**** EXTRACT PROVIDED ****

He added: “Class 3 obesity is very likely to respond well to surgery, and it’s not likely to respond well to anything else, in terms of medical therapy or even diet and exercise–type programs.”
The statement also recommends metabolic surgery in patients with class 2 obesity (BMI 35.0–39.9 kg/m2) who have inadequately controlled hyperglycemia, despite lifestyle and optimal medication therapy.
Dr Schauer also noted that, “for the first time ever,” the guidelines “have a place for surgery in patients with class 1 obesity.”
Specifically, the statement says that surgery should “be considered” as an option in class 1 obesity (BMI 30.0–34.9 kg/m2) among patients who have inadequately controlled hyperglycemia despite optimal medical treatment by either oral or injectable medications, including insulin.
In all cases, the BMI values should be reduced by 2.5 kg/m2 in patients of Asian descent, the statement says.
Bariatric Procedures Should Be Performed in High-Volume Centers
Another aspect that the guidelines emphasize is the need for multidisciplinary care in the provision of metabolic surgery and for the procedure to be performed in high-volume centers.
Dr Schauer observed that multidisciplinary care is common for type 2 diabetes patients, as they will often be being seen by an ophthalmologist, a cardiologist, and a psychologist or psychiatrist, alongside their primary medical doctor.
The multidisciplinary approach extends to those who need surgery at a bariatric center. “Patients who are going to be considered for surgery have to be evaluated by a psychologist, dietician, a medical doctor, and a surgeon and then followed long-term as well,” he explained.
“Ongoing and long-term monitoring of micronutrient status, nutritional supplementation, and support must be provided to patients after surgery according to guidelines for postoperative management of bariatric surgery,” the statement indicates.
Roux-en-Y Gastric Bypass Best for Most Type 2 Diabetes Patients
And with regard to the different types of bariatric procedures available, the experts give these verdicts.
For Roux-en-Y gastric bypass (RYGB), they say, “among the four accepted operations for metabolic surgery, it appears to have a more favorable risk/benefit profile in most patients with type 2 diabetes.”

**** EXTRACTED INFORMATION ****

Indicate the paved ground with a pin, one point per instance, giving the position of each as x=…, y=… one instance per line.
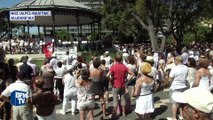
x=162, y=109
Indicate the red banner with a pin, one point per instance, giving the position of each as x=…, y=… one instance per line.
x=48, y=49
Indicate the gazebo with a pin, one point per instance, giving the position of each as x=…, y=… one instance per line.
x=62, y=13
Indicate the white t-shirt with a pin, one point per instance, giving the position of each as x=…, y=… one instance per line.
x=69, y=85
x=179, y=73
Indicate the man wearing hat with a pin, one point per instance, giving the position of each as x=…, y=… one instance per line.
x=196, y=103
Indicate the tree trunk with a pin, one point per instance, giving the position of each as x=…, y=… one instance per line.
x=151, y=28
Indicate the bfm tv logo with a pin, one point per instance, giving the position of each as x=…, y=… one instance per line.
x=18, y=98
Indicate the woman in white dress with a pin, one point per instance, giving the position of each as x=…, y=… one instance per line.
x=202, y=75
x=143, y=91
x=70, y=92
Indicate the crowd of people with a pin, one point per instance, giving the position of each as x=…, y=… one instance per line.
x=134, y=74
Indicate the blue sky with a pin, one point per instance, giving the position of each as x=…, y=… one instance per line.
x=8, y=3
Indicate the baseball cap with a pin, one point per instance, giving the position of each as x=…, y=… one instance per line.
x=199, y=98
x=146, y=68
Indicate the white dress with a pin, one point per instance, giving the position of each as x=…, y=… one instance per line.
x=204, y=82
x=145, y=101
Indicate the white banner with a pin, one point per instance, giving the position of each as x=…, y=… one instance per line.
x=27, y=15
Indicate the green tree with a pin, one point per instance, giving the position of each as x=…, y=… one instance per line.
x=117, y=17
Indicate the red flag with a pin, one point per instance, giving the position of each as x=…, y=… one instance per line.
x=48, y=49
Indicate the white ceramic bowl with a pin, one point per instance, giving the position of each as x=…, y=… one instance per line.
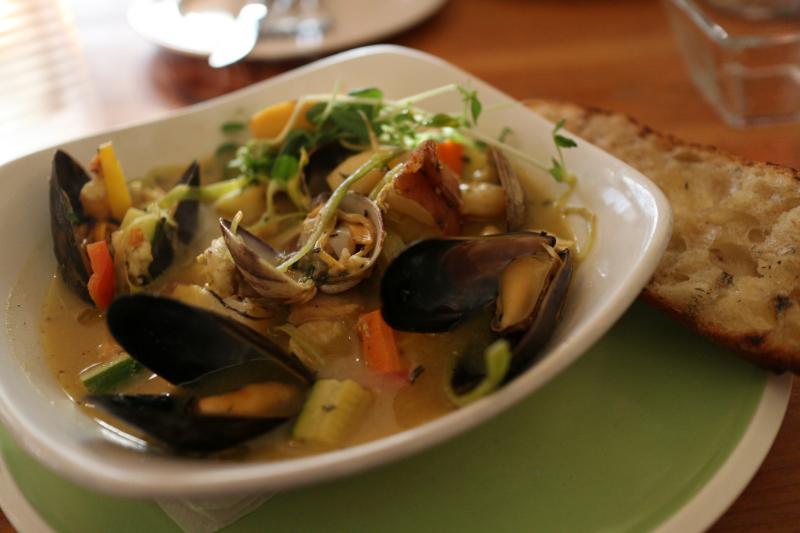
x=634, y=226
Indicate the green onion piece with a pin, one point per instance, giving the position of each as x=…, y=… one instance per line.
x=233, y=127
x=497, y=358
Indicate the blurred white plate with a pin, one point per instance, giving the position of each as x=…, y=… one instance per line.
x=353, y=22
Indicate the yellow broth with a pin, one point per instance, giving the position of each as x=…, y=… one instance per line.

****

**INSTRUCTIONS TO FOLLOW:** Translate this sentence from the metabolic surgery article into Spanish: "In all cases, the BMI values should be reduced by 2.5 kg/m2 in patients of Asian descent, the statement says."

**YOUR RESPONSE:** En todos los casos, los valores de IMC deben reducirse en 2,5 kg/m2 en los pacientes de ascendencia asiática, según indica la declaración.